#### What you will do
Find each line in the rows below that contains the word "body" and copy those lines.

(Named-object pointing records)
=-=-=-=-=

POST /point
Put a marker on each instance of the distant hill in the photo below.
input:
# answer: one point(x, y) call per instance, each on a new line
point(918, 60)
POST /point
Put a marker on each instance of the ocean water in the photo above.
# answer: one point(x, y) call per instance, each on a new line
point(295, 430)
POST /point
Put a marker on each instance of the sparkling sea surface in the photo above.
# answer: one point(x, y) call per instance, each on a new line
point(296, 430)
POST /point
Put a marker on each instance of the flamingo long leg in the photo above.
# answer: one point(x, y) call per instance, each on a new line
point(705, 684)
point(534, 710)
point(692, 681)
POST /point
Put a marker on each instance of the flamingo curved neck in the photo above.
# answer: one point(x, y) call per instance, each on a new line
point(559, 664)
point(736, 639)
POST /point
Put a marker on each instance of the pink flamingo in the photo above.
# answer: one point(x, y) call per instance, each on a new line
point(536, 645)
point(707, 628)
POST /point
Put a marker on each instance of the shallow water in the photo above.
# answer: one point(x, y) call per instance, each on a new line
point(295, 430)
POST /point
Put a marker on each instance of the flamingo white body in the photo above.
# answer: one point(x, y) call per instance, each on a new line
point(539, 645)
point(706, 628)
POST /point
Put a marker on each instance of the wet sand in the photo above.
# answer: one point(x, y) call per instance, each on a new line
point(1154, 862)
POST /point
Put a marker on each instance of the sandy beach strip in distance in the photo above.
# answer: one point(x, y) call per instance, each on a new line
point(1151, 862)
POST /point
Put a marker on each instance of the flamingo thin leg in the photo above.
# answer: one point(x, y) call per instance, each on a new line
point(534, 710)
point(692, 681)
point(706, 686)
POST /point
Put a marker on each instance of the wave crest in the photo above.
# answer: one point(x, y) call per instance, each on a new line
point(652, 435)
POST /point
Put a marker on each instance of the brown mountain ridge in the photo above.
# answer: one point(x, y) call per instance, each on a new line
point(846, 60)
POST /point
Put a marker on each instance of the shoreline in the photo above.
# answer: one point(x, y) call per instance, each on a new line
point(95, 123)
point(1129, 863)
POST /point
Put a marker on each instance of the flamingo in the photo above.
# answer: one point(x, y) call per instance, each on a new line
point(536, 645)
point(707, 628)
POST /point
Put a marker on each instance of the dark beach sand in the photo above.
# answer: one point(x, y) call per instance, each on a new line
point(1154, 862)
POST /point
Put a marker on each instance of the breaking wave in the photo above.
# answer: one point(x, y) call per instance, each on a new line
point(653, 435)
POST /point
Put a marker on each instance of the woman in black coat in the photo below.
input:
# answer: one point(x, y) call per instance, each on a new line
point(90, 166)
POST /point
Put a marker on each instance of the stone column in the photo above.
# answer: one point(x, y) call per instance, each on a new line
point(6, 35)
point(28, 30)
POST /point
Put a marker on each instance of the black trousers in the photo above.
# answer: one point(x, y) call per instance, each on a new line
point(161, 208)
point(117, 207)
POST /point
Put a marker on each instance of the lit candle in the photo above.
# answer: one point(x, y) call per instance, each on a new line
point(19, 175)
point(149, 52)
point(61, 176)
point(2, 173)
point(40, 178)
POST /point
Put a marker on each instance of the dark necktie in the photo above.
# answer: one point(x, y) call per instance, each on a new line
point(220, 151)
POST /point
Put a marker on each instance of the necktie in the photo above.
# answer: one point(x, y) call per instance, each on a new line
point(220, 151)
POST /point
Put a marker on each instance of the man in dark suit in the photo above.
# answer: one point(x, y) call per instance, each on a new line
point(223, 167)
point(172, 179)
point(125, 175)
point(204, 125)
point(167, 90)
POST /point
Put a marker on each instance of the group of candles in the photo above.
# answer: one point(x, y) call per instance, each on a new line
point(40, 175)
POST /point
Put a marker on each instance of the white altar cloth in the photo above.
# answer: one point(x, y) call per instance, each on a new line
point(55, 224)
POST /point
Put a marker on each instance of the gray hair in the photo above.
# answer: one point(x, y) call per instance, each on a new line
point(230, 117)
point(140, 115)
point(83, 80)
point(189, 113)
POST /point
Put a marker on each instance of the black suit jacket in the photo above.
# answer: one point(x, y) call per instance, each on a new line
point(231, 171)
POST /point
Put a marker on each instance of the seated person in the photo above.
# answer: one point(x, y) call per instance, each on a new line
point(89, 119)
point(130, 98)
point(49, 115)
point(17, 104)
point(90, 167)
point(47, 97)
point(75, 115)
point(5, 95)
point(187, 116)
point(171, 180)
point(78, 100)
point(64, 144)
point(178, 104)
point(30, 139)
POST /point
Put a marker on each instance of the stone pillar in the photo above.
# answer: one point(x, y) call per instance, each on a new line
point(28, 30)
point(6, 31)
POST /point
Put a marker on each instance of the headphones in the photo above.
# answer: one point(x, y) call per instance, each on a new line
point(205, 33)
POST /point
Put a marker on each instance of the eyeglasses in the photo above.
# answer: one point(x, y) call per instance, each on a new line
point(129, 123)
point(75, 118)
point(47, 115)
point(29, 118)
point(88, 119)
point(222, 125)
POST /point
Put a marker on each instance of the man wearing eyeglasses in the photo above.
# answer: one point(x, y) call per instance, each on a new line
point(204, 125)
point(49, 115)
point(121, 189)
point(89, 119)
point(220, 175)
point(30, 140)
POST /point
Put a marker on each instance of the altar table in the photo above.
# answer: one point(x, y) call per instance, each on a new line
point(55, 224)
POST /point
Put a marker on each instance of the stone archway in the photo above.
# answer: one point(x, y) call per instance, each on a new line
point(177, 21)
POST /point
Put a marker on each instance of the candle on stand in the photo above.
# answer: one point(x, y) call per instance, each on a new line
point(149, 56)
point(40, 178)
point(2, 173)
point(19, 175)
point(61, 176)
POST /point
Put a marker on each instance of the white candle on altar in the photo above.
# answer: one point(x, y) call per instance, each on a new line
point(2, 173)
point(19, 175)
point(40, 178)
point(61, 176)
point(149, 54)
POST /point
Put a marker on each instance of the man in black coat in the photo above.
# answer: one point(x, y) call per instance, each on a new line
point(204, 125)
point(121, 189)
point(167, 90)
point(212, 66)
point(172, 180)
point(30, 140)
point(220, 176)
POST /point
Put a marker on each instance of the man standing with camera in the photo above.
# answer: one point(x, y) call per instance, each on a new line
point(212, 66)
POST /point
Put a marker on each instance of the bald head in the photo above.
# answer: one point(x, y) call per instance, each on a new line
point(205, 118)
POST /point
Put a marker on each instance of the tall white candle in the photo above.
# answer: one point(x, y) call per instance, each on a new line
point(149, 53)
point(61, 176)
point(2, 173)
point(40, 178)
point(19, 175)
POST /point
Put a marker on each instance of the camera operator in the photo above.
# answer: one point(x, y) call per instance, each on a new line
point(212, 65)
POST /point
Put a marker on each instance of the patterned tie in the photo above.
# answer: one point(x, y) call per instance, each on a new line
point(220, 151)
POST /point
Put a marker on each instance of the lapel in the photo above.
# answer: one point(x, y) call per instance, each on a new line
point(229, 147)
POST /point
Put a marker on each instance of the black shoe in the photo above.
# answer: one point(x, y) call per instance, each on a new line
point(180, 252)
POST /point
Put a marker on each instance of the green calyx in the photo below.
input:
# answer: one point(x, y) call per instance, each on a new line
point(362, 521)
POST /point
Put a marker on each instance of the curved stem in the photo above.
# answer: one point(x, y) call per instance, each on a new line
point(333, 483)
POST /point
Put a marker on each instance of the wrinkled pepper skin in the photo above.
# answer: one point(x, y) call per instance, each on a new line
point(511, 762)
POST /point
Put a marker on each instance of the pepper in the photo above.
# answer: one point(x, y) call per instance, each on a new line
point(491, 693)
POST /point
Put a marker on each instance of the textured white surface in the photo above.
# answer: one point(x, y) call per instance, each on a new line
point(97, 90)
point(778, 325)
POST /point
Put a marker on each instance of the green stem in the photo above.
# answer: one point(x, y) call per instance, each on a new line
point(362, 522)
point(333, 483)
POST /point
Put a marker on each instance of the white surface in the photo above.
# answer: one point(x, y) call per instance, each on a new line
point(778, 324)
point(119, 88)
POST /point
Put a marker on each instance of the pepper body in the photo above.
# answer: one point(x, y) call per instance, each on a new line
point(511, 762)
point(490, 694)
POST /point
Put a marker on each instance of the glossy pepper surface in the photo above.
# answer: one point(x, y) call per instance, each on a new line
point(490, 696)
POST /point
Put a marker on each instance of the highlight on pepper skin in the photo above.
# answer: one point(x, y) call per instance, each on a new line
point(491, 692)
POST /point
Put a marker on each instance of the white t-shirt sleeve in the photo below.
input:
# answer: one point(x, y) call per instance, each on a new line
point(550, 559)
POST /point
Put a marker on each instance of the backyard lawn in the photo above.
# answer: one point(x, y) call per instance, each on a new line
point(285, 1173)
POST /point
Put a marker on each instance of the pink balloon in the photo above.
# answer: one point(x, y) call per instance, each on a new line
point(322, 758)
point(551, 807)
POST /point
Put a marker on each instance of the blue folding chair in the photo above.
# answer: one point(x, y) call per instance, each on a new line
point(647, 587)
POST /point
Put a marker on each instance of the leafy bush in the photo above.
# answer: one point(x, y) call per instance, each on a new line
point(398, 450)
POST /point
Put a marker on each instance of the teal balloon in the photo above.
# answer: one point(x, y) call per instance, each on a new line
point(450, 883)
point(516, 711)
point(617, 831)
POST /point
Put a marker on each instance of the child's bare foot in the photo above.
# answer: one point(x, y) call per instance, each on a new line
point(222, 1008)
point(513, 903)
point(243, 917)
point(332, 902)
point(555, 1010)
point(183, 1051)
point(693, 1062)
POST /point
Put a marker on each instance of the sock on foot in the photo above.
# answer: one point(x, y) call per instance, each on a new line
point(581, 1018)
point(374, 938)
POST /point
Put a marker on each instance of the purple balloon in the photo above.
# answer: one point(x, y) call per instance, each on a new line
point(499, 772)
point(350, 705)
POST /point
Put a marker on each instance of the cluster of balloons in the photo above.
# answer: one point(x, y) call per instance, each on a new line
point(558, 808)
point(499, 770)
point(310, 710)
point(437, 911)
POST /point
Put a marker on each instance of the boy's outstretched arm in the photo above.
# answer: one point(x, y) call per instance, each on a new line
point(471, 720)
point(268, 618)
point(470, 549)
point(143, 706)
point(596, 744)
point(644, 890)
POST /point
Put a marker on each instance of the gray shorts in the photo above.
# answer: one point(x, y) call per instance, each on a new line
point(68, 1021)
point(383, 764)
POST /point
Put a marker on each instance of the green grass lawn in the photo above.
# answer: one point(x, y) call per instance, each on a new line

=-=-=-=-=

#### Exercise solution
Put a marker on each instance of the flamingo white body in the photo above.
Put a marker on each instance of the pepper body in the photo above.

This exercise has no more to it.